Dis-moi ce que tu penses de Tsipras, je te dirai qui tu es. La crise grecque, surtout depuis la victoire de Syriza et l’arrivée au pouvoir d’Alexis Tsipras, est devenue en France un marqueur important d’identité et d’appartenance politique. Ces derniers jours, les réseaux sociaux ont véhiculé et amplifié les angoisses et les espoirs, la joie et la peine des uns et des autres. Parfois, l’adhésion idéologique et identitaire au gouvernement grec et à son chef étaient telles que des prises de positions contradictoires ont été tour à tour saluées comme géniales et courageuses. On attaque hardiment ? Bravo le petit peuple digne. On recule aussitôt ? Génie tactique et stratégique digne des Anciens ! On dit non ? Chapeau l’artiste et quelle audace ! On dit oui ? Quel sens des responsabilités de celui qui sonne la retraite pour mieux avancer ! Bref, pile Tsipras gagne, face il triomphe. Difficile d’y voir clair dans ces conditions. Et pourtant il le faut.
Laissons donc un instant les combats idéologiques et les envolées lyriques. Et regardons de plus près deux des plus importantes réformes structurelles dont il est question dans les interminables négociations entre les Grecs et leurs créanciers publics. Il s’agit du cadastre et de la justice. Qu’on soit libéral, ultralibéral, étatiste, souverainiste ou montebourgeois, on peut se mettre d’accord sur le fait qu’une économie de marché, même extrêmement régulée et contrôlée, est sérieusement handicapée si elle ne dispose pas d’un système centralisé et fiable d’enregistrement de la propriété foncière. De même, il est indispensable qu’elle puisse compter sur un système judiciaire permettant de régler rapidement, efficacement et à prix abordable les innombrables litiges liés aux activités économiques et aux engagements contractés entre les différents acteurs. Or, la Grèce a des gros problèmes avec l’un comme avec l’autre.
En ce qui concerne le cadastre, l’histoire est connue de longue date mais mérite d’être rappelée dans le contexte actuel. Le système cadastral grec est à la fois anachronique et décentralisé. Parmi les plus pénalisés par cette déficience, il y a d’abord l’Etat grec lui-même, qui a du mal à mettre en place une fiscalité adéquate du foncier. Mais les propriétaires grecs, hors des grands centres urbains, en paient eux aussi un prix élevé en conflits longs et coûteux, qui constituent un frein important à la fluidité de l’activité économique.

— INFORMATIONS FOURNIES —
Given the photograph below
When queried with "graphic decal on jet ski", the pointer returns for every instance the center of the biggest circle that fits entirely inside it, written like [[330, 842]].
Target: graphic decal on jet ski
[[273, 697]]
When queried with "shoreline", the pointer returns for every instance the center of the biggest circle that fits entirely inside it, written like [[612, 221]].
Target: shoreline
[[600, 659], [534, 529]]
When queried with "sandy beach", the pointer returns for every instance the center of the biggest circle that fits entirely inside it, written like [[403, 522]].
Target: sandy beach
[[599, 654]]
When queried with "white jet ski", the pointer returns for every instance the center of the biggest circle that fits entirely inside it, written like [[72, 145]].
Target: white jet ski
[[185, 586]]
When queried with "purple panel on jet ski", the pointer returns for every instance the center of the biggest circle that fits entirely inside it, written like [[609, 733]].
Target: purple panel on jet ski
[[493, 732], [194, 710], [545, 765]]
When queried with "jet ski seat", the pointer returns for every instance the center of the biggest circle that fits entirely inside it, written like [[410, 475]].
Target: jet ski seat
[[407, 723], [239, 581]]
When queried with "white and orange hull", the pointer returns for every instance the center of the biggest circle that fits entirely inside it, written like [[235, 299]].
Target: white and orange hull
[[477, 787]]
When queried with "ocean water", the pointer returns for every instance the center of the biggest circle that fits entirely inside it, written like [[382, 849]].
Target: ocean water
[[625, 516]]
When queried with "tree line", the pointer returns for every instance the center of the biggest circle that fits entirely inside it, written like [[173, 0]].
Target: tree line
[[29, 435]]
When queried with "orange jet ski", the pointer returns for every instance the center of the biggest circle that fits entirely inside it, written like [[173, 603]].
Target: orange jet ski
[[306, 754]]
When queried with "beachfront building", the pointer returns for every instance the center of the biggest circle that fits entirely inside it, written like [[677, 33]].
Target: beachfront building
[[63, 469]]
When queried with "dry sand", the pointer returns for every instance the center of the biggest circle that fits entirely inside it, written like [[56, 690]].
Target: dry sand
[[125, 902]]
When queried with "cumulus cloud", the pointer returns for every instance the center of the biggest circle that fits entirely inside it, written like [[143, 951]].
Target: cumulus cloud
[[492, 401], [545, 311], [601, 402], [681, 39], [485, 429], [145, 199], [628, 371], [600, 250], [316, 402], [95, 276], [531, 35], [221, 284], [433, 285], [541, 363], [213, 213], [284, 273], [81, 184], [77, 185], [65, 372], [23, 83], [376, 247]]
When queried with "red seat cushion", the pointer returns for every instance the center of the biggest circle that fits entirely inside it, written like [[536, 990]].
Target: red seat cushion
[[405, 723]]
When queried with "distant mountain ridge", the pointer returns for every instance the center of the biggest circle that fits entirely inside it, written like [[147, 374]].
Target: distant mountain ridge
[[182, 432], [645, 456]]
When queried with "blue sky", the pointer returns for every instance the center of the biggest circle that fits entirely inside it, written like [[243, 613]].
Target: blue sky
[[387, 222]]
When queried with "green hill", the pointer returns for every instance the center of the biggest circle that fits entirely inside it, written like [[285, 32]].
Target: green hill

— OBJECTIF —
Les affirmations (a), (b) et (c) concordent-elles avec le texte sur la crise grecque ? Répondez à chacune par oui ou par non, puis citez les mots décisifs du texte.
(a) L’État grec compte parmi les plus pénalisés par la déficience du cadastre.
(b) Le système cadastral grec est centralisé.
(c) Les deux réformes structurelles examinées portent sur la fiscalité et l’éducation.

— TÂCHE ACCOMPLIE —
(a) Oui : « Parmi les plus pénalisés par cette déficience, il y a d’abord l’Etat grec lui-même »
(b) Non : « Le système cadastral grec est à la fois anachronique et décentralisé. »
(c) Non : « Il s’agit du cadastre et de la justice. »